RECORDS FOR PROCESSING:

★ ★ ★ ★

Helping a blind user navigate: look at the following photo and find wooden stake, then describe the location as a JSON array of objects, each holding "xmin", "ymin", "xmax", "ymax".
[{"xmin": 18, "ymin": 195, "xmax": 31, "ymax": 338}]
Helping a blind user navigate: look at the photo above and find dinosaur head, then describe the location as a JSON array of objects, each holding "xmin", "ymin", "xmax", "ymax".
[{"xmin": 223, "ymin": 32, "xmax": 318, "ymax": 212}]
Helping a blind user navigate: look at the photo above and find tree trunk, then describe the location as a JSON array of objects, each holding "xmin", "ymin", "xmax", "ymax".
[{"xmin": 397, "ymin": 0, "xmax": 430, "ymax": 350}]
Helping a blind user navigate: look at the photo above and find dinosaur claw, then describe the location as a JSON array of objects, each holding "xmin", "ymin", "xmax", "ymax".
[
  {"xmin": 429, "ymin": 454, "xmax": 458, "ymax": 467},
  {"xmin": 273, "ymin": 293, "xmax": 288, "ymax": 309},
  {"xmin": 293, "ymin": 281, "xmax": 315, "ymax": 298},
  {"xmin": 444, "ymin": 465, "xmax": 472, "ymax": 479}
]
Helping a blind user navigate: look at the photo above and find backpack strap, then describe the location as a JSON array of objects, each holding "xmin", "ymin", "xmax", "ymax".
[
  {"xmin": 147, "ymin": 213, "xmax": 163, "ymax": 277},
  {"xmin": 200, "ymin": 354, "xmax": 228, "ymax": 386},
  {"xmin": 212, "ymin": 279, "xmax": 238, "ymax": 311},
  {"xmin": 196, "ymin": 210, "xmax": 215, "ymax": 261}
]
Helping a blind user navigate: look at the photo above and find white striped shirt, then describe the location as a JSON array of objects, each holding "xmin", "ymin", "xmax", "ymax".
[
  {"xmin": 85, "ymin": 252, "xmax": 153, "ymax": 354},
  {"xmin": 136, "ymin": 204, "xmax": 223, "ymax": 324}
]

★ ★ ★ ★

WHAT YOU HAVE TO DO:
Retype all of the data shown above, word for word.

WRITTEN RESPONSE:
Helping a blind user navigate: look at the following photo and find wooden stake, then describe the location as a JSON array of objects, each holding "xmin", "ymin", "xmax", "ymax".
[{"xmin": 18, "ymin": 195, "xmax": 31, "ymax": 338}]
Helping a blind user navigate: look at the photo above and find dinosaur head, then describe the location as a JSON array of objects, each holding "xmin", "ymin", "xmax", "ymax".
[{"xmin": 223, "ymin": 32, "xmax": 318, "ymax": 212}]
Helping a blind user navigate: look at the photo above and find tree trunk, then describe the location as a JSON array of objects, each holding "xmin", "ymin", "xmax", "ymax".
[{"xmin": 397, "ymin": 0, "xmax": 430, "ymax": 350}]
Helping a blind user navigate: look at the photo above and find dinosaur claw, then describe the location as a JSON array of objects, each holding "xmin", "ymin", "xmax", "ymax".
[
  {"xmin": 429, "ymin": 454, "xmax": 458, "ymax": 467},
  {"xmin": 273, "ymin": 293, "xmax": 288, "ymax": 309},
  {"xmin": 293, "ymin": 281, "xmax": 315, "ymax": 298},
  {"xmin": 444, "ymin": 465, "xmax": 472, "ymax": 479}
]
Helping a blind user navigate: look at the photo above and find backpack strap, then describe the location as a JSON array of objects, each holding "xmin", "ymin", "xmax", "ymax".
[
  {"xmin": 147, "ymin": 213, "xmax": 163, "ymax": 277},
  {"xmin": 200, "ymin": 354, "xmax": 228, "ymax": 386},
  {"xmin": 212, "ymin": 279, "xmax": 238, "ymax": 311},
  {"xmin": 196, "ymin": 210, "xmax": 215, "ymax": 261}
]
Helping a blind user navigate: look at the photo above and find white striped shirt, then describe the location as a JSON array of objects, each holding "xmin", "ymin", "xmax", "ymax".
[
  {"xmin": 85, "ymin": 252, "xmax": 153, "ymax": 354},
  {"xmin": 136, "ymin": 204, "xmax": 223, "ymax": 324}
]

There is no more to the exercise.